=== Data for this exercise ===
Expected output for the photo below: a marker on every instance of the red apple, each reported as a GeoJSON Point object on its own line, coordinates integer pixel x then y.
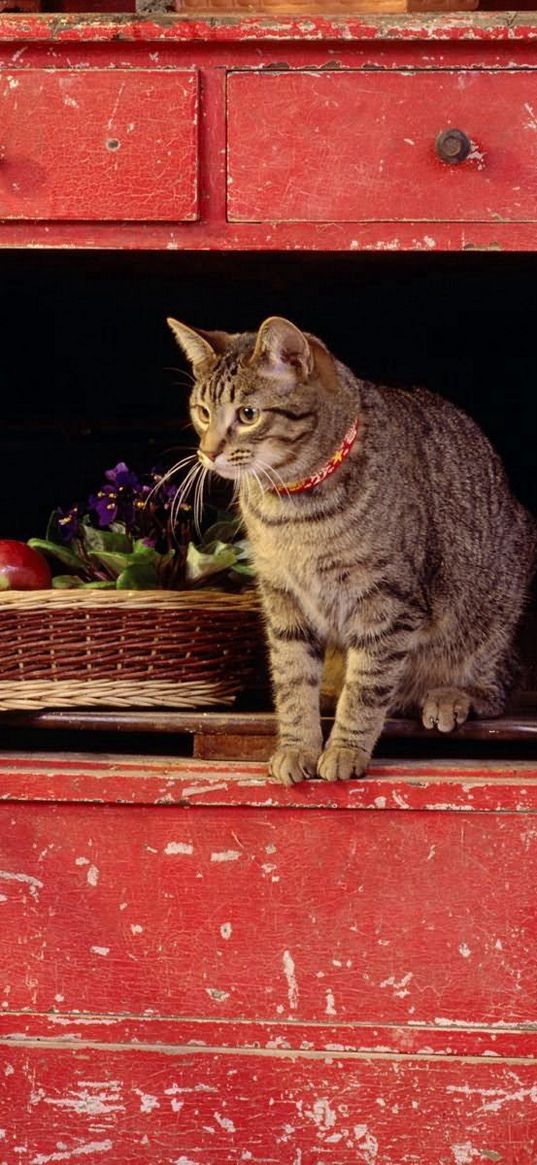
{"type": "Point", "coordinates": [21, 567]}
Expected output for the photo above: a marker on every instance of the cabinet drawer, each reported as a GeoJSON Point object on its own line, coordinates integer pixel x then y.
{"type": "Point", "coordinates": [99, 145]}
{"type": "Point", "coordinates": [361, 147]}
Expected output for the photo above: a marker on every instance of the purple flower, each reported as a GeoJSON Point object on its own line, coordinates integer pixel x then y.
{"type": "Point", "coordinates": [106, 505]}
{"type": "Point", "coordinates": [66, 522]}
{"type": "Point", "coordinates": [122, 478]}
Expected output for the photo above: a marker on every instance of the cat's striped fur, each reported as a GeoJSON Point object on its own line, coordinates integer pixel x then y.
{"type": "Point", "coordinates": [412, 557]}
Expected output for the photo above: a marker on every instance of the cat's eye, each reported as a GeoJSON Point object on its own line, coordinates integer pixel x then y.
{"type": "Point", "coordinates": [247, 415]}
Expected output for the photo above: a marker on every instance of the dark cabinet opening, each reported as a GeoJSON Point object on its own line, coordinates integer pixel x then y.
{"type": "Point", "coordinates": [92, 376]}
===
» **Instruction**
Return every line of the listing above word for word, leaving the picture out.

» **Worked solution**
Expected output for the photo below: a marker on every instance of the red apple, each reported as a GeoJSON Point object on its own line, coordinates integer pixel x then y.
{"type": "Point", "coordinates": [21, 567]}
Expected output for the photo above: a marker on every instance of the cabinet drawer, each reported as a GeoJSON Point object on its own line, coordinates integer pixel x then y.
{"type": "Point", "coordinates": [99, 145]}
{"type": "Point", "coordinates": [361, 147]}
Expected output for the photo above: a marker on every instance of the purple flower, each reported as a GeoJSON Point object on its own line, coordinates integer pixel x then y.
{"type": "Point", "coordinates": [106, 505]}
{"type": "Point", "coordinates": [66, 522]}
{"type": "Point", "coordinates": [122, 478]}
Expected output for the photo above: a marker on every instance of the cat's striped fur, each reported as a GeoJSON Point object on its own line, coordinates integer pixel x then y.
{"type": "Point", "coordinates": [412, 557]}
Expected output for the photo above: a marker on every instance of the cat's eye, each reported as a GeoJSON Point object on its own line, coordinates integer pixel x then y.
{"type": "Point", "coordinates": [247, 415]}
Expected output for the photo above: a marker on every instance of the dark cabinet opening, each reported as a GeoJSON Point object on its own line, coordinates integer pixel x then y.
{"type": "Point", "coordinates": [92, 376]}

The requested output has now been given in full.